--- Fragmento del texto ---

Un día apareció, se mostraba desconfiado, temeroso, huidizo,
poco a poco fue ganando confianza, sus visitas se hicieron cada vez más
frecuentes, creo que comprendió que aquí nadie le dispararía con una escopeta, disecaría
su cuerpo y exhibiría su cadáver como un trofeo encima de una chimenea, que nadie le robaría su libertad metiéndole en
una jaula, que nadie le ataría un cordel a la pata obligándole a pasar horas sin
poder volar, posado en el mismo sitio con una capucha en su cabeza, hasta
doblegar su voluntad y convertirlo en lo que no es, ni desea ser, un ave sumisa
y obediente que vuela cuando se lo mandan, come cuando se lo dan y caza para
diversión de su amo.

---

■ **Tareas propuestas**:
**1.** Vuelve a escribir todo lo que va desde "Un día apareció, se" hasta "diversión de su amo." en el fragmento sobre el animal, con "celda" en lugar de "jaula".
**2.** Resume en dos oraciones el fragmento sobre el animal.
**3.** Indica si cada afirmación coincide con el fragmento sobre el animal y cita las palabras que lo deciden: (a) al principio el animal se mostraba confiado; (b) sus visitas se hicieron cada vez más frecuentes; (c) se menciona una capucha puesta en su cabeza.
Las líneas que vienen a continuación son material aparte, sin relación con el fragmento.

--- Extracto de datos ---

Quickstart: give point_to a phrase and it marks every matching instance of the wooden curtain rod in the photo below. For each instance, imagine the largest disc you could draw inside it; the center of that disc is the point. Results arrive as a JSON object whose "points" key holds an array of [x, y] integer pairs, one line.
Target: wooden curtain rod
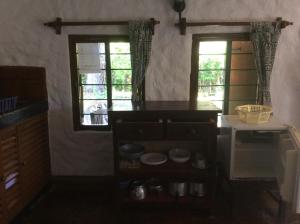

---
--- Extracto de datos ---

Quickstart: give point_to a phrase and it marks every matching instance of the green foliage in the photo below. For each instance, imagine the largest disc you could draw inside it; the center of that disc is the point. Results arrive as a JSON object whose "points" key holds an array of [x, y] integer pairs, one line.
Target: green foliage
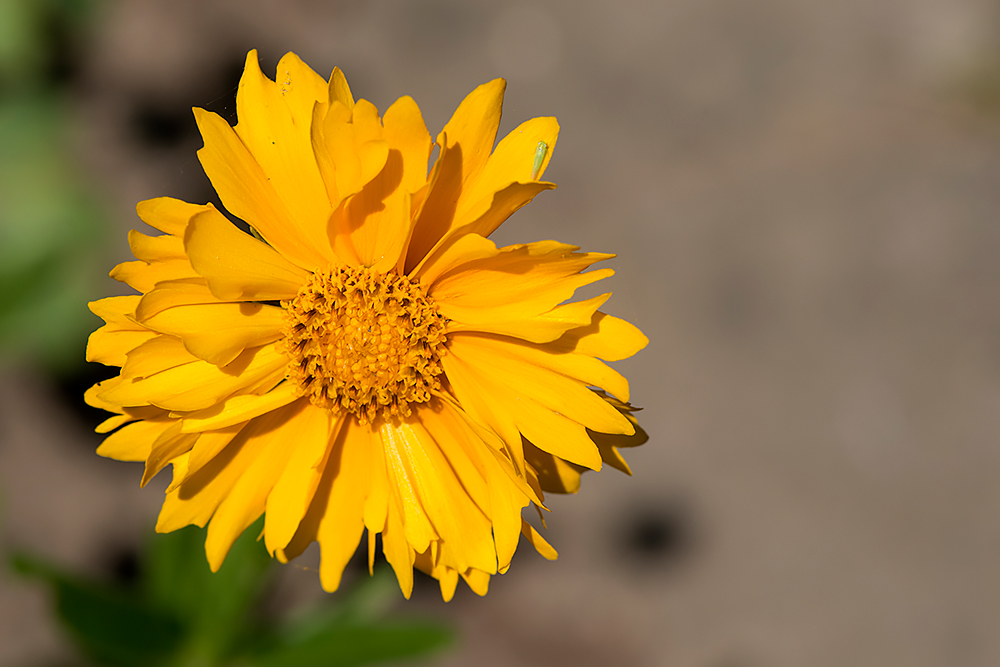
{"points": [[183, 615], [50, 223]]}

---
--- Extracto de datos ---

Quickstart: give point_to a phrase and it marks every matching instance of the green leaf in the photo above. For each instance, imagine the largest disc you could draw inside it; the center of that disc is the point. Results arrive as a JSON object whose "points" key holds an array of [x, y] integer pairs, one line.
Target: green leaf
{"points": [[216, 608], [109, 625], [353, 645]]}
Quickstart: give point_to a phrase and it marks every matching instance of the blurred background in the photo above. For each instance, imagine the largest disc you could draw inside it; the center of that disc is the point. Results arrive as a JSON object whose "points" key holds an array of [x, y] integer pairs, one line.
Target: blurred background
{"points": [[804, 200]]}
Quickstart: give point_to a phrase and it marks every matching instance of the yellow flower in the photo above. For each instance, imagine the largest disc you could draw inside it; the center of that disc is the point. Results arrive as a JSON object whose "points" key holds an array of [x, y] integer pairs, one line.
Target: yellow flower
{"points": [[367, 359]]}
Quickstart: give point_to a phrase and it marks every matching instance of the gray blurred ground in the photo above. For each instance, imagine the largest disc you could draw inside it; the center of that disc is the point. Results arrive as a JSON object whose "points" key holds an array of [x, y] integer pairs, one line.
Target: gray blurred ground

---

■ **Respuestas por tarea**:
**1.**
Un día apareció, se mostraba desconfiado, temeroso, huidizo,
poco a poco fue ganando confianza, sus visitas se hicieron cada vez más
frecuentes, creo que comprendió que aquí nadie le dispararía con una escopeta, disecaría
su cuerpo y exhibiría su cadáver como un trofeo encima de una chimenea, que nadie le robaría su libertad metiéndole en
una celda, que nadie le ataría un cordel a la pata obligándole a pasar horas sin
poder volar, posado en el mismo sitio con una capucha en su cabeza, hasta
doblegar su voluntad y convertirlo en lo que no es, ni desea ser, un ave sumisa
y obediente que vuela cuando se lo mandan, come cuando se lo dan y caza para
diversión de su amo.

**2.** El animal apareció un día desconfiado, temeroso y huidizo, pero poco a poco fue ganando confianza y sus visitas se hicieron cada vez más frecuentes. Según quien narra, comprendió que allí nadie le dispararía ni lo exhibiría como trofeo, ni lo metería en una jaula, ni lo ataría hasta convertirlo en un ave sumisa y obediente.

**3.**
(a) No: «se mostraba desconfiado, temeroso, huidizo».
(b) Sí: «sus visitas se hicieron cada vez más frecuentes».
(c) Sí: «con una capucha en su cabeza».